### Problem statement
Your response should contain each line of the data that includes "blade".

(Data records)
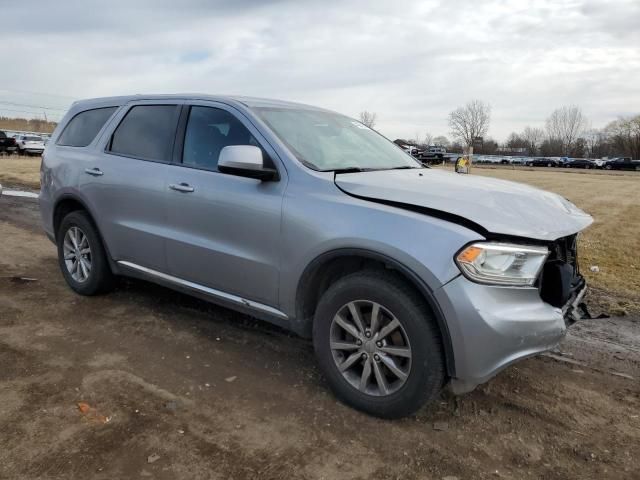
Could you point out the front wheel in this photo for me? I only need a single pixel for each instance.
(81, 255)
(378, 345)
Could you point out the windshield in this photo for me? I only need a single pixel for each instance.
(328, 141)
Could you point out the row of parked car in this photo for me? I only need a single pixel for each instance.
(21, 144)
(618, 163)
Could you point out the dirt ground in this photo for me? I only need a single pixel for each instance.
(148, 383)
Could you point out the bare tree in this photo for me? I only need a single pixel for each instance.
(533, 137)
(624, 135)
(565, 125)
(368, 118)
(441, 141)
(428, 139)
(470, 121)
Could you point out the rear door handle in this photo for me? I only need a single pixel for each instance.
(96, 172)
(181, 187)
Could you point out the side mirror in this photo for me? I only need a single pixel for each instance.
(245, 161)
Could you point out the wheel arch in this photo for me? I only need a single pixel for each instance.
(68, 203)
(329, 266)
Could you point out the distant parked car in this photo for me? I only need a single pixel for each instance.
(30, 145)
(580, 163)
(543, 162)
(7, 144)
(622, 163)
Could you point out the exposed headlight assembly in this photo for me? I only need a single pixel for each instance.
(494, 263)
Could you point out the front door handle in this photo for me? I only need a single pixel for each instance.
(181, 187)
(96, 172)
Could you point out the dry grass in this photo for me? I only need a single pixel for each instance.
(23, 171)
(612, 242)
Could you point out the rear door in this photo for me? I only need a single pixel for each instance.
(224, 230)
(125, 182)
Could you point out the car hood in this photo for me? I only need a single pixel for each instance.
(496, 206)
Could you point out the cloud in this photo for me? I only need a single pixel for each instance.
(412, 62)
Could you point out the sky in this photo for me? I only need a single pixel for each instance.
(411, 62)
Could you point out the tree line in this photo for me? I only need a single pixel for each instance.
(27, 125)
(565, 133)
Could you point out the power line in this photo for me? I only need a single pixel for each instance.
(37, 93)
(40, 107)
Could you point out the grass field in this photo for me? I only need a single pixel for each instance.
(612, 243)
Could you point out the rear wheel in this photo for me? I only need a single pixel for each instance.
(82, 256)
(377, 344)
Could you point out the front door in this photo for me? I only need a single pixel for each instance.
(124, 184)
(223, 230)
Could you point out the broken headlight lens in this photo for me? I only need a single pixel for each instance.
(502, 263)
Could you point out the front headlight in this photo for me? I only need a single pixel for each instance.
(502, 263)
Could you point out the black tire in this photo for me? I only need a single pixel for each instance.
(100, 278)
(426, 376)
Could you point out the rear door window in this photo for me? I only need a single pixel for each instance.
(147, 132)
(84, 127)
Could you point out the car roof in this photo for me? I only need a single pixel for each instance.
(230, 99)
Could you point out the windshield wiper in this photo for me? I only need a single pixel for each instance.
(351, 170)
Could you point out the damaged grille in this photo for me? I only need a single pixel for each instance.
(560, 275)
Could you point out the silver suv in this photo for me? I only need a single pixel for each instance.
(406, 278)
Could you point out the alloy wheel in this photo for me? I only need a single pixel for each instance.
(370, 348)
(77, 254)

==

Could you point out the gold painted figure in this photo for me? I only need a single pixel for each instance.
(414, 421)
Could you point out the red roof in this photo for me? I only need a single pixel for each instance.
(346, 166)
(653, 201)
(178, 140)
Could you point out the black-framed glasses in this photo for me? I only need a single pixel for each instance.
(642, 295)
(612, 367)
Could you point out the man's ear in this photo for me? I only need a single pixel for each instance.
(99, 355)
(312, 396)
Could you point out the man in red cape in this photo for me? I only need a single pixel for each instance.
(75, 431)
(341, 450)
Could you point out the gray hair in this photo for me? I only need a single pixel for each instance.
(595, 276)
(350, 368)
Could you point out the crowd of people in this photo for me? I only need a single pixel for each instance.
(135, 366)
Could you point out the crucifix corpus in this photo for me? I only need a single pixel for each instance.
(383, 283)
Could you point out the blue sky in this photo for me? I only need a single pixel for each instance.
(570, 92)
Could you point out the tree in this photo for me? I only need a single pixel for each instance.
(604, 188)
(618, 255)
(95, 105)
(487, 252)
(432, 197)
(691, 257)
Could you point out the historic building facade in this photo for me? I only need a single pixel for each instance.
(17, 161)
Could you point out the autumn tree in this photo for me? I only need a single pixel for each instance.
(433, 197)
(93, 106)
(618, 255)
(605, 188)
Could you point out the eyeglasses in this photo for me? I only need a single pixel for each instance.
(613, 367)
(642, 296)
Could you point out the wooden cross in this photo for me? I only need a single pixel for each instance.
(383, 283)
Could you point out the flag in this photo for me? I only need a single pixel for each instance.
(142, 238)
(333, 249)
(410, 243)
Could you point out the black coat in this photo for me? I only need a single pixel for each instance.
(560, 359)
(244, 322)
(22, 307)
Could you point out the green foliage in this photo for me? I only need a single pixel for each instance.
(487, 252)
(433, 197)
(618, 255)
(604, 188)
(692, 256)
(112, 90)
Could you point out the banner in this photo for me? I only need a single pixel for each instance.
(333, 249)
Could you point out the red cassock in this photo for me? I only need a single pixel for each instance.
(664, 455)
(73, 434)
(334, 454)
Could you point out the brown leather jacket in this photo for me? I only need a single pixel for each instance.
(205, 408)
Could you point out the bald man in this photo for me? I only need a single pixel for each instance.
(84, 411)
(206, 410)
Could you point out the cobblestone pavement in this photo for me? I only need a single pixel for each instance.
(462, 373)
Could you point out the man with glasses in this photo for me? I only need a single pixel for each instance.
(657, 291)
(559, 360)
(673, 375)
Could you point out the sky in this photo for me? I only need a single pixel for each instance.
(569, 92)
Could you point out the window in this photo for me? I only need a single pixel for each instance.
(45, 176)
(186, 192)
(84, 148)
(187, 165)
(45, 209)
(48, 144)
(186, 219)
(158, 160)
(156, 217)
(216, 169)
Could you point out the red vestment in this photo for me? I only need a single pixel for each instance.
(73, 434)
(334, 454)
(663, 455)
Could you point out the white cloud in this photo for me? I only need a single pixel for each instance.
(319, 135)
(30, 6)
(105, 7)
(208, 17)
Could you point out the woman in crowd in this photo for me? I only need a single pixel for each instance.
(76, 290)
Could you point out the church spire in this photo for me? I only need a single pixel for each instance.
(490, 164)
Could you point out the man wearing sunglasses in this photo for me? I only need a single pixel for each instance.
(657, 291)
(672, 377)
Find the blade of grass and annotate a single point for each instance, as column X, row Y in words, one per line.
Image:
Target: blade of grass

### Answer to this exercise
Find the blade of grass and annotate a single point for each instance, as column X, row Y in words, one per line.
Target: blade of grass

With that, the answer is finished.